= EXTRACT TO READ =

Tuesday, March 2, 2010

White on White


The White is not a kind, benevolent teacher. It is a trickster, a shape-changer -- beautiful, but terrible. Many people believe these mountains are home to fairies and ghosts. This photo of a twisted bittersweet vine looks to me like a long creature with legs ending in giant bird- claws, ready to fling back its hoary head in laughter once no one is watching.

Last time I went into the White, about ten days and a four-day thaw ago, I climbed a steep rise to sit on a fallen tree trunk and observe the Blue Ridge, visible through the standing line of bare trees. Another animal had been where I walked in the snow. The prints were about the size and shape of a dog’s. Just as I crested the hill, the tracks led up to and through the V shaped opening of a split sapling. An instant picture of my pet tiger cat and her love of flirting through small spaces appeared in my mind, and I felt certain that the tracks had to be those of a large cat. Wildcats have been spotted on our land and in the adjoining Pisgah National Forest.

I was too far from the house to be heard by my husband if I hollered for help. The steady drumming of my heart as I climbed higher turned into the need to open my mouth and pant.

Breath and breath and breath.

Afraid. Afraid, but not turning back, my legs stubborn and willful, I kept on till I passed through the narrow opening we call intention, choice, or risk. Any of those words that mean doing something you’re scared to do. What was the alternative? Slinking back to the house, knowing that I’d abandoned a goal (albeit a tiny goal) out of fear, or laughing about it over the phone with a girlfriend, sipping a cup of cocoa, covering my failure with wit, making it a funny story? Lame.

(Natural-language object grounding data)
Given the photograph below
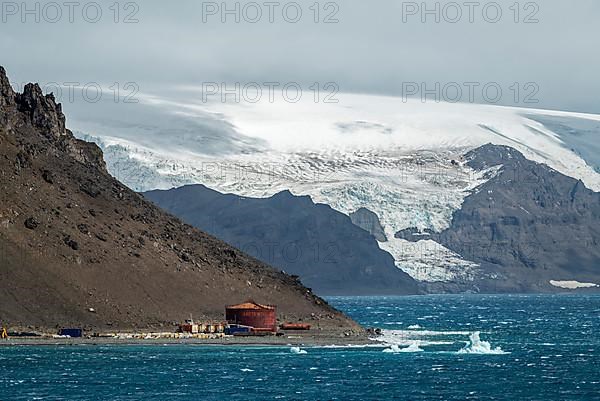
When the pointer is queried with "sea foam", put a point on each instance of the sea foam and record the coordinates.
(297, 350)
(395, 349)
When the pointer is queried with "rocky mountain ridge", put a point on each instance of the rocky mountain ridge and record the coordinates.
(78, 248)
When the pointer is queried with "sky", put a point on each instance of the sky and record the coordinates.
(539, 54)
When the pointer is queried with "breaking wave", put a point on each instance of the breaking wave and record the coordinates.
(395, 349)
(298, 351)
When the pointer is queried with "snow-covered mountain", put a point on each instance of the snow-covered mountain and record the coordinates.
(400, 160)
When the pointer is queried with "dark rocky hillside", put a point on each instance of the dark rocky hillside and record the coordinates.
(527, 225)
(322, 246)
(74, 239)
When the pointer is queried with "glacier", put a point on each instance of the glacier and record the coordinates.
(403, 160)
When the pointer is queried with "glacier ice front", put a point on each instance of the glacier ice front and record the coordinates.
(401, 160)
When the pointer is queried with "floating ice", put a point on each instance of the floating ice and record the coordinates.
(297, 350)
(395, 349)
(476, 346)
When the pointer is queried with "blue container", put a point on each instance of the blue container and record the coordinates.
(73, 333)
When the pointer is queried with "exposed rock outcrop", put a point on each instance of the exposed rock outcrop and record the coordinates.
(73, 238)
(369, 221)
(320, 245)
(526, 226)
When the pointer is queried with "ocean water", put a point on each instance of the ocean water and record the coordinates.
(434, 348)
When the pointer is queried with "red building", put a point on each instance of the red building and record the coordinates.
(260, 317)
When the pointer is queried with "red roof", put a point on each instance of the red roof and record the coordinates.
(250, 305)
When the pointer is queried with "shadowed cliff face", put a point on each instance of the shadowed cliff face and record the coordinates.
(526, 226)
(322, 246)
(74, 238)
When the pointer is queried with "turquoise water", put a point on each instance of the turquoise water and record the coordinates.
(540, 348)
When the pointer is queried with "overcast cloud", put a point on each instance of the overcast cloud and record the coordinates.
(370, 50)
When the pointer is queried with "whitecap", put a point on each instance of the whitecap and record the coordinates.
(477, 346)
(395, 349)
(297, 350)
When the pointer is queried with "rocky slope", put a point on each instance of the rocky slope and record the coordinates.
(528, 227)
(322, 246)
(74, 239)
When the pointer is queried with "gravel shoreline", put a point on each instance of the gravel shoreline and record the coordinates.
(287, 340)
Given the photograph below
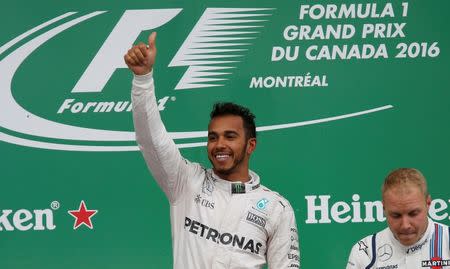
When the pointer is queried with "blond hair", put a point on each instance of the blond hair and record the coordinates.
(405, 176)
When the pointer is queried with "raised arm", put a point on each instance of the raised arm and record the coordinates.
(160, 152)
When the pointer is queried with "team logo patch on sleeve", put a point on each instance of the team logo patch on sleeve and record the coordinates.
(258, 220)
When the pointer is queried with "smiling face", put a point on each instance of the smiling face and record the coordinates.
(406, 209)
(228, 148)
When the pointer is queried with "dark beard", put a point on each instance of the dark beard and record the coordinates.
(230, 170)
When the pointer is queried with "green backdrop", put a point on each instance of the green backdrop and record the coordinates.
(344, 92)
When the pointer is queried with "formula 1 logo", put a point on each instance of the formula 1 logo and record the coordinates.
(217, 42)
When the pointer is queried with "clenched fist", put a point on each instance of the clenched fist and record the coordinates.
(141, 57)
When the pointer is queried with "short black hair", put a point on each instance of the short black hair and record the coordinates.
(228, 108)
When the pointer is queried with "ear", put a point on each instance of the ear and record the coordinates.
(251, 146)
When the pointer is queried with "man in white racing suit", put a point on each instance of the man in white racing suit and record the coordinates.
(220, 217)
(412, 240)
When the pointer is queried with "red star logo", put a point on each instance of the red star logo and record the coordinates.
(82, 216)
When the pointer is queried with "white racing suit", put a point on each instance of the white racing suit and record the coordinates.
(215, 223)
(383, 251)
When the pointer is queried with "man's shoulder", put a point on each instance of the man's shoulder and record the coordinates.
(280, 200)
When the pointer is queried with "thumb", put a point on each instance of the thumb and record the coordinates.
(152, 41)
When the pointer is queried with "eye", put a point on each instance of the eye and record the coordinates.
(414, 213)
(212, 137)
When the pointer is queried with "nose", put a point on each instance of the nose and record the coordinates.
(405, 224)
(220, 143)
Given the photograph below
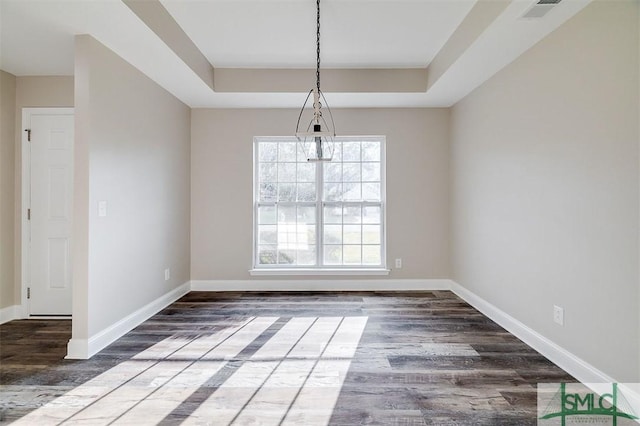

= WORK ORDER =
Does each statement agree with the White on White post? 1. The prints in the snow were about the size and shape of a cat's. 2. Wildcats have been spotted on the writer's land. 3. The writer turned back out of fear. Rely on the White on White post alone when answering.

= RESULT =
1. No: "The prints were about the size and shape of a dog’s."
2. Yes: "Wildcats have been spotted on our land and in the adjoining Pisgah National Forest."
3. No: "Afraid, but not turning back, my legs stubborn and willful, I kept on"